### Exercise details
Lines from the one containing "Note: one point per instance of the wood plank" through the last line of the records below are to be repeated exactly.

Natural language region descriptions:
Start of Block

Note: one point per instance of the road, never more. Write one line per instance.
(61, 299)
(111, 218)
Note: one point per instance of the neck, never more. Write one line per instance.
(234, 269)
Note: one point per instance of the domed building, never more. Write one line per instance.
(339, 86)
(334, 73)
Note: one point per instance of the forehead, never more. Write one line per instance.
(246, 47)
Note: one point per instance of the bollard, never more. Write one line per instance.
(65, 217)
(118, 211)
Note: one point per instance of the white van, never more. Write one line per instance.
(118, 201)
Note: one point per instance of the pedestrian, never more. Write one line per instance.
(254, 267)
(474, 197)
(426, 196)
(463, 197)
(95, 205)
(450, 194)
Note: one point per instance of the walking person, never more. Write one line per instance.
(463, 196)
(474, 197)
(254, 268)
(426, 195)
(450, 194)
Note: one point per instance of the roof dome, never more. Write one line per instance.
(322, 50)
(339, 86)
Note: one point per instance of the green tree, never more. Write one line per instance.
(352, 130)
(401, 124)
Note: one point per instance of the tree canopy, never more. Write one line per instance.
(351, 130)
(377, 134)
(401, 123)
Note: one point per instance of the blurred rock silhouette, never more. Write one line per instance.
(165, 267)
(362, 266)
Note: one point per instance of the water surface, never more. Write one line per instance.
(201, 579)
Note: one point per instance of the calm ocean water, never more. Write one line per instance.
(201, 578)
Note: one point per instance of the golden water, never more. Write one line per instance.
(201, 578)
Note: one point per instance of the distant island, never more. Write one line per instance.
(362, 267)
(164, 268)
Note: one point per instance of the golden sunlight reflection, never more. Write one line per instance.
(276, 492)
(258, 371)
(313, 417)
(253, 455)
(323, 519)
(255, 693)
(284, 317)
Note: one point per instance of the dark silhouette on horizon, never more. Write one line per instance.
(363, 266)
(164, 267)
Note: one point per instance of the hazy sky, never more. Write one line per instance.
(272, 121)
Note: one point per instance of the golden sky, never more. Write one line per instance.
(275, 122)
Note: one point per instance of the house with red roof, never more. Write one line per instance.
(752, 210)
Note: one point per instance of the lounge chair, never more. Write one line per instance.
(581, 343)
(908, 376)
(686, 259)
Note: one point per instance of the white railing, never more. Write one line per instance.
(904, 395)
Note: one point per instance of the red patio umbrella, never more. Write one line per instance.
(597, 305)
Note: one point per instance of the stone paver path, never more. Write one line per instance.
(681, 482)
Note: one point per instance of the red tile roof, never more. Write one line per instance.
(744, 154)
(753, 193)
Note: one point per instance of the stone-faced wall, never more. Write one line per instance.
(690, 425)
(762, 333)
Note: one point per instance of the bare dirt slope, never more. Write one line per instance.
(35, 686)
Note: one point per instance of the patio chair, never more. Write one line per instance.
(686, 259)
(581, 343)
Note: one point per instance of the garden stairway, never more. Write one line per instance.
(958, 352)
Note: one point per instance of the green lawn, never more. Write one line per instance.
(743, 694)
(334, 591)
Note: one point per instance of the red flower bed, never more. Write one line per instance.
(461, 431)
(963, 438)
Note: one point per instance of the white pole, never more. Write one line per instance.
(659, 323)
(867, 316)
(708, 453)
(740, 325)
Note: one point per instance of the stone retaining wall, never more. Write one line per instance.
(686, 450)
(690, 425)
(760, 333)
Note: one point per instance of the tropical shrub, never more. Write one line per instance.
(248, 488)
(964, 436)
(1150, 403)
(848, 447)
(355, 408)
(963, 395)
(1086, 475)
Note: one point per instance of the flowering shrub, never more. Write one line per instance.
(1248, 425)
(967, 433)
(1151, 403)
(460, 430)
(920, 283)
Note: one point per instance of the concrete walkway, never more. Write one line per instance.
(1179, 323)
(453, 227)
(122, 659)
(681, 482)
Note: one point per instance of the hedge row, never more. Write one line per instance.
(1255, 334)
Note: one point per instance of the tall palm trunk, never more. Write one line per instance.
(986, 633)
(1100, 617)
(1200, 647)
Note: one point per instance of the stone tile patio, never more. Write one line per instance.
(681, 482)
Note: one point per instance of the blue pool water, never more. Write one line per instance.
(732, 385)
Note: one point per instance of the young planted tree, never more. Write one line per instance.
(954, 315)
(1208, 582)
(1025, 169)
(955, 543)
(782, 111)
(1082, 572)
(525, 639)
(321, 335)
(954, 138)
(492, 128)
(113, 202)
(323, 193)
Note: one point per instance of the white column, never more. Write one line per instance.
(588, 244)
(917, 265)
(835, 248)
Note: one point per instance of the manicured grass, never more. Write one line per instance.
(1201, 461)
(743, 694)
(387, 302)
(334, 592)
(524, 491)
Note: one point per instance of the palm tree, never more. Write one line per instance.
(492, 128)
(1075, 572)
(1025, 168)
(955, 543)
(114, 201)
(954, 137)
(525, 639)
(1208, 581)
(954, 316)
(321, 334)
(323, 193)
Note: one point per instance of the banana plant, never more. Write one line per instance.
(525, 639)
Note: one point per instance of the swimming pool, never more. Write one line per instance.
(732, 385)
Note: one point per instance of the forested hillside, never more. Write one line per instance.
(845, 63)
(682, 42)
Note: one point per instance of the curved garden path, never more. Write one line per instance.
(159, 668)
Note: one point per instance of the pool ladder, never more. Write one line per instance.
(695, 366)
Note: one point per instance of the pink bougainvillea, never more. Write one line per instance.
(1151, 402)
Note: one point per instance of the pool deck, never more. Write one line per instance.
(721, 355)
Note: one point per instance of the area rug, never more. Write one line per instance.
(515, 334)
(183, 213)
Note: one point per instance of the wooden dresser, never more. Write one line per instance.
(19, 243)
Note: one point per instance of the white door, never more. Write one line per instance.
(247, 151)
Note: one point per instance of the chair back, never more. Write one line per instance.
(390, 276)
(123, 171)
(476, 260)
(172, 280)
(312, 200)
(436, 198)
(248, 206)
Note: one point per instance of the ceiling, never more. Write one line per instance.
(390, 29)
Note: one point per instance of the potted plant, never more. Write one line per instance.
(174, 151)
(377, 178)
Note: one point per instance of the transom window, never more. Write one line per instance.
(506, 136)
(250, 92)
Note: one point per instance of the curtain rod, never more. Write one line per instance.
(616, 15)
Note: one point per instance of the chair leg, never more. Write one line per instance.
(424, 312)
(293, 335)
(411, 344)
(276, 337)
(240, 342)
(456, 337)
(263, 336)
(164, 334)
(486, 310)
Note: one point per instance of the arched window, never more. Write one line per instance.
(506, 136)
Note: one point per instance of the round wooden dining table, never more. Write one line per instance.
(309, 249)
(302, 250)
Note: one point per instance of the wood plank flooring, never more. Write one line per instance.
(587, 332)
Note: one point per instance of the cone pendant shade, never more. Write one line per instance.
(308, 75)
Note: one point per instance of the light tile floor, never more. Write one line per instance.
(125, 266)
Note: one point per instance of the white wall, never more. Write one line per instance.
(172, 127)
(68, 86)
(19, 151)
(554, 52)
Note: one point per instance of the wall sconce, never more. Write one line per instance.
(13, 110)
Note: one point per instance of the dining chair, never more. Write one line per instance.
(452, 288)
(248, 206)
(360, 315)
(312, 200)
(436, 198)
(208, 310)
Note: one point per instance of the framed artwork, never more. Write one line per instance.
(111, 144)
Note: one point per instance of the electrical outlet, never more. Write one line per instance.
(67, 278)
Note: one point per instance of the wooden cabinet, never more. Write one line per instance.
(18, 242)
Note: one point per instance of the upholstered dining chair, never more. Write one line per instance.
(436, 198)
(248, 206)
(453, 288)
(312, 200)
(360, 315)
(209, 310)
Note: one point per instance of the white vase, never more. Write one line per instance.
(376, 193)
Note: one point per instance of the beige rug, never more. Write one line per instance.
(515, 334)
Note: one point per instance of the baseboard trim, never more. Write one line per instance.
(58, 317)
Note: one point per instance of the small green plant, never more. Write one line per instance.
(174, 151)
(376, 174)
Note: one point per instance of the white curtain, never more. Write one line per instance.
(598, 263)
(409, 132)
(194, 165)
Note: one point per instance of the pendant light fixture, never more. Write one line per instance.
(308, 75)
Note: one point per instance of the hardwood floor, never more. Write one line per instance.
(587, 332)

End of Block

### Solved exercise
Note: one point per instance of the wood plank flooring, never more. Write one line per instance.
(587, 332)
Note: one point per instance of the cone pendant shade, never more. Write one line per instance.
(308, 75)
Note: one point per instance of the light tile floor, never more. Write one line per instance.
(125, 266)
Note: one point per instance of the white wall, never more. Write one line per instance.
(172, 127)
(68, 86)
(19, 151)
(554, 52)
Note: one point per instance of the wall sconce, never more. Write one line per instance.
(13, 110)
Note: one point per instance of the dining chair, never more. Write one line per instance.
(452, 288)
(248, 206)
(360, 315)
(312, 200)
(436, 198)
(208, 310)
Note: one point per instance of the framed artwork, never more. Write one line per instance.
(111, 144)
Note: one point per instance of the electrical outlet, never more. Write one line per instance.
(67, 278)
Note: one point per instance of the wooden cabinet, never more. Write one line per instance.
(18, 242)
Note: one point per instance of the upholstered dining chair, never more. Write one line per instance.
(436, 198)
(248, 206)
(453, 288)
(312, 200)
(360, 315)
(209, 310)
Note: one point per instance of the white vase, never more. Write one line per instance.
(376, 193)
Note: one point per instance of the beige rug, never more. Write one line per instance.
(515, 334)
Note: one point per instance of the baseboard trim, never more. Write one line per instance.
(58, 317)
Note: one point per instance of the small green plant, never more. Write one line per instance.
(174, 151)
(376, 174)
Note: one point per instance of the white curtain, never more. Write one line per instance.
(598, 263)
(409, 132)
(194, 165)
Note: one point per instance of the pendant light fixture, never more. Write one line per instance.
(308, 75)
Note: one point per instance of the hardwood floor, never more. Write one line per instance.
(587, 332)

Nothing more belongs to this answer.